## [Work to complete]
Pictures in the data must not be copied, but everything else should be output exactly.

## [Source data]
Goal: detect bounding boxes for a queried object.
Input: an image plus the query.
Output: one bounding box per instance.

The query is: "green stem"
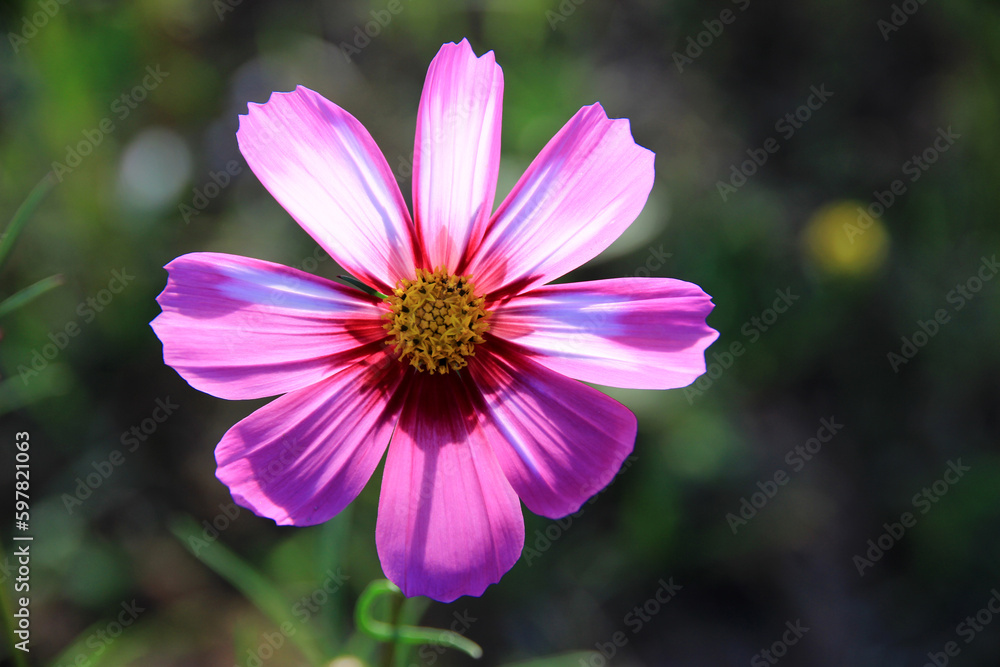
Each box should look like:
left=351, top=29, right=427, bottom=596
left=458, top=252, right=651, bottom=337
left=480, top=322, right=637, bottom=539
left=354, top=580, right=482, bottom=660
left=0, top=173, right=56, bottom=271
left=0, top=274, right=64, bottom=317
left=380, top=590, right=405, bottom=667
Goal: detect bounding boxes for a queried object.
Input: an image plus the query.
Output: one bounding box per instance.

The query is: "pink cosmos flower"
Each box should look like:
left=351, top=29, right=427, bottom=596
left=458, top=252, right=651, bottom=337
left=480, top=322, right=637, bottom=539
left=152, top=39, right=717, bottom=602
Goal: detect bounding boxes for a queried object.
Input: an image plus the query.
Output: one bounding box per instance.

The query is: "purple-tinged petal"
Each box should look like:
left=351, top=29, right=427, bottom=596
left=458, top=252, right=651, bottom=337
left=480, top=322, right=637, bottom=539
left=237, top=86, right=417, bottom=294
left=489, top=277, right=718, bottom=390
left=465, top=103, right=655, bottom=297
left=376, top=372, right=523, bottom=602
left=468, top=343, right=636, bottom=519
left=413, top=39, right=503, bottom=273
left=216, top=349, right=409, bottom=526
left=151, top=252, right=389, bottom=400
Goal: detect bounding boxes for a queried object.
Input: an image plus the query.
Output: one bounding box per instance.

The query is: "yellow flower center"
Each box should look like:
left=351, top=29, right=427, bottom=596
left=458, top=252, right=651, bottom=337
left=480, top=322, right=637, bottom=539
left=383, top=267, right=490, bottom=374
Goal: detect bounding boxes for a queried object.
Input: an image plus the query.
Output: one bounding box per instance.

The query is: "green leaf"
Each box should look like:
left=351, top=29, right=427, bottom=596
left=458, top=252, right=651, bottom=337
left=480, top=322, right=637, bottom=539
left=337, top=275, right=388, bottom=300
left=0, top=274, right=64, bottom=317
left=0, top=363, right=71, bottom=416
left=0, top=174, right=56, bottom=272
left=315, top=508, right=353, bottom=655
left=169, top=515, right=328, bottom=666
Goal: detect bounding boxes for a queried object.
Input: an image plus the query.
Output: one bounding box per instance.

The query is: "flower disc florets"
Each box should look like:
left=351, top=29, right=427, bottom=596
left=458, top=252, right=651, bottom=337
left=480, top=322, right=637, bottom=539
left=383, top=267, right=490, bottom=374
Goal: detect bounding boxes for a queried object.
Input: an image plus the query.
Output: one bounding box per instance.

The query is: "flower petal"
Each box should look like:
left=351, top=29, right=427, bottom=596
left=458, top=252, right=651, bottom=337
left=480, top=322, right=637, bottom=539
left=413, top=39, right=503, bottom=272
left=468, top=343, right=636, bottom=519
left=237, top=86, right=417, bottom=293
left=465, top=103, right=655, bottom=297
left=215, top=349, right=408, bottom=526
left=488, top=277, right=718, bottom=390
left=151, top=252, right=389, bottom=400
left=376, top=372, right=523, bottom=602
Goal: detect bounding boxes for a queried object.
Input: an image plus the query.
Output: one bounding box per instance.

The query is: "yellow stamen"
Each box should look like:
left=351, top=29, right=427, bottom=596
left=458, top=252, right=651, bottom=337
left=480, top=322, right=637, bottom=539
left=382, top=267, right=490, bottom=374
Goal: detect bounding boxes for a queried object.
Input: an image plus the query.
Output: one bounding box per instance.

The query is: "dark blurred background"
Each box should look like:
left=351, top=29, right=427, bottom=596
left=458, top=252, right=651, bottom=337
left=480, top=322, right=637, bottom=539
left=1, top=0, right=999, bottom=665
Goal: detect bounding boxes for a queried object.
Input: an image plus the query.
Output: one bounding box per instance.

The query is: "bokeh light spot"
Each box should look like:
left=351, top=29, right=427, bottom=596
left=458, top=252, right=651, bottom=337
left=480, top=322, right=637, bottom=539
left=117, top=126, right=193, bottom=212
left=801, top=200, right=890, bottom=276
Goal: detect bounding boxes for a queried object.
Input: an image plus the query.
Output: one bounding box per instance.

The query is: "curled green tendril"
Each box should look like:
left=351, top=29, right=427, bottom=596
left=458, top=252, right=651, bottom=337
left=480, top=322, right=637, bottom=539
left=354, top=579, right=483, bottom=660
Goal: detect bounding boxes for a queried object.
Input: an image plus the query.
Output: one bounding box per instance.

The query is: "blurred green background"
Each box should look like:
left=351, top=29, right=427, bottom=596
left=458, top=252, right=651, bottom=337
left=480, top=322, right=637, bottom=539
left=2, top=0, right=999, bottom=665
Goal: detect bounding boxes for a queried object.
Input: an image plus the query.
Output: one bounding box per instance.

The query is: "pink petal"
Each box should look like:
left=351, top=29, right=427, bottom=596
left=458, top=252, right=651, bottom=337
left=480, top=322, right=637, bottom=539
left=151, top=252, right=389, bottom=400
left=465, top=104, right=655, bottom=297
left=468, top=344, right=636, bottom=518
left=489, top=277, right=718, bottom=390
left=237, top=86, right=417, bottom=294
left=216, top=349, right=408, bottom=526
left=413, top=39, right=503, bottom=272
left=376, top=372, right=523, bottom=602
left=467, top=104, right=654, bottom=295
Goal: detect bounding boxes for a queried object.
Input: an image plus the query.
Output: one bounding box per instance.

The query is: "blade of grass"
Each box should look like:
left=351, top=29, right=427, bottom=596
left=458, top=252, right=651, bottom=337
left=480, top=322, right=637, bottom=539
left=0, top=274, right=63, bottom=317
left=0, top=174, right=56, bottom=271
left=0, top=363, right=70, bottom=416
left=46, top=618, right=143, bottom=667
left=316, top=506, right=351, bottom=656
left=170, top=515, right=327, bottom=666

## [Exercise answer]
Goal: detect bounding boxes for a queried object.
Input: an image plus the query.
Output: one bounding box per instance.

The query is: "green stem"
Each box should look like:
left=351, top=29, right=427, bottom=596
left=458, top=252, right=651, bottom=337
left=480, top=322, right=637, bottom=539
left=354, top=580, right=482, bottom=660
left=0, top=173, right=56, bottom=271
left=0, top=274, right=64, bottom=317
left=380, top=590, right=405, bottom=667
Goal: detect bounding boxes for a queried object.
Input: an image plus the query.
Output: one bounding box per instance.

The query is: "pink cosmos flower"
Each box should look like:
left=351, top=29, right=427, bottom=596
left=458, top=252, right=651, bottom=337
left=480, top=322, right=637, bottom=539
left=152, top=39, right=717, bottom=602
Goal: detect bounding boxes for a queried object.
Input: an image plus the query.
Output: one bounding box per instance.

The query is: "purple-tinged petal"
Each box should look like:
left=351, top=29, right=427, bottom=596
left=458, top=252, right=651, bottom=337
left=480, top=322, right=637, bottom=539
left=237, top=86, right=417, bottom=294
left=489, top=277, right=718, bottom=390
left=465, top=103, right=655, bottom=297
left=376, top=372, right=523, bottom=602
left=468, top=343, right=636, bottom=519
left=413, top=39, right=503, bottom=273
left=216, top=349, right=409, bottom=526
left=151, top=252, right=389, bottom=400
Goal: detect bounding boxes for a queried object.
Input: an image plus the query.
Output: one bounding box per instance.

The query is: "yellow flower center"
Each box should look like:
left=351, top=29, right=427, bottom=596
left=458, top=252, right=651, bottom=337
left=480, top=322, right=637, bottom=539
left=383, top=267, right=490, bottom=374
Goal: detect bounding boxes for a queried object.
Input: an image plus the query.
Output: one bounding box per instance.

The query is: "green leaf"
Each box should look like:
left=351, top=29, right=427, bottom=596
left=458, top=252, right=651, bottom=337
left=480, top=322, right=637, bottom=539
left=337, top=275, right=388, bottom=300
left=0, top=274, right=64, bottom=317
left=0, top=363, right=71, bottom=416
left=0, top=174, right=56, bottom=272
left=315, top=508, right=353, bottom=655
left=169, top=515, right=328, bottom=666
Goal: detect bounding boxes for a queried object.
Input: an image plus the query.
Output: one bounding box per instance.

The query is: "flower disc florets"
Each box should look like:
left=351, top=29, right=427, bottom=596
left=458, top=252, right=651, bottom=337
left=480, top=322, right=637, bottom=539
left=383, top=267, right=490, bottom=374
Goal: detect bounding boxes for a queried object.
Input: an image plus the query.
Output: one bounding box per instance.

The query is: "flower petal"
Each box should look like:
left=351, top=29, right=427, bottom=596
left=458, top=252, right=651, bottom=337
left=480, top=322, right=637, bottom=539
left=413, top=39, right=503, bottom=272
left=468, top=343, right=636, bottom=519
left=237, top=86, right=417, bottom=293
left=465, top=103, right=655, bottom=297
left=215, top=349, right=408, bottom=526
left=488, top=277, right=718, bottom=390
left=151, top=252, right=389, bottom=400
left=376, top=372, right=523, bottom=602
Goal: detect bounding boxes for a queried object.
Input: an image plus the query.
Output: one bounding box per instance.

The query is: "yellow stamen"
Each box should look like:
left=351, top=29, right=427, bottom=596
left=458, top=252, right=651, bottom=337
left=480, top=322, right=637, bottom=539
left=382, top=267, right=490, bottom=374
Goal: detect bounding boxes for a queried object.
Input: an image plus the query.
Output: one bounding box per instance.

The query is: "dark blurred background"
Each box should look like:
left=351, top=29, right=427, bottom=596
left=458, top=252, right=651, bottom=337
left=480, top=322, right=637, bottom=539
left=1, top=0, right=999, bottom=665
Goal: detect bounding boxes for a queried object.
Input: an image plus the query.
Output: one bounding box per instance.

The query is: "bokeh light spot"
Each box should look like:
left=351, top=29, right=427, bottom=596
left=458, top=252, right=651, bottom=337
left=480, top=322, right=637, bottom=539
left=117, top=126, right=193, bottom=212
left=801, top=200, right=890, bottom=276
Goal: detect bounding boxes for a queried object.
Input: an image plus the query.
Output: one bounding box per instance.

The query is: "curled green tendril"
Each box should look like:
left=351, top=29, right=427, bottom=596
left=458, top=252, right=651, bottom=337
left=480, top=322, right=637, bottom=539
left=354, top=579, right=483, bottom=660
Goal: detect bounding boxes for a queried object.
Input: an image plus the query.
Output: one bounding box per instance.

The query is: "blurred green background"
Each box should look like:
left=351, top=29, right=427, bottom=596
left=458, top=252, right=651, bottom=337
left=480, top=322, right=637, bottom=539
left=2, top=0, right=999, bottom=665
Goal: detect bounding boxes for a queried object.
Input: an image plus the query.
Output: one bounding box per instance.

The query is: "pink petal"
Each box should look like:
left=351, top=29, right=427, bottom=596
left=458, top=252, right=651, bottom=337
left=480, top=322, right=637, bottom=539
left=151, top=252, right=389, bottom=400
left=465, top=104, right=655, bottom=297
left=468, top=344, right=636, bottom=518
left=489, top=277, right=718, bottom=390
left=237, top=86, right=417, bottom=294
left=216, top=349, right=408, bottom=526
left=413, top=39, right=503, bottom=272
left=376, top=372, right=523, bottom=602
left=467, top=104, right=654, bottom=295
Goal: detect bounding boxes for a queried object.
Input: an image plus the query.
Output: one bounding box per instance.

The query is: "blade of grass"
Each box should look like:
left=351, top=29, right=427, bottom=596
left=458, top=252, right=651, bottom=337
left=480, top=322, right=637, bottom=539
left=0, top=274, right=63, bottom=317
left=0, top=174, right=56, bottom=271
left=0, top=363, right=70, bottom=416
left=46, top=618, right=143, bottom=667
left=316, top=506, right=351, bottom=656
left=170, top=515, right=327, bottom=666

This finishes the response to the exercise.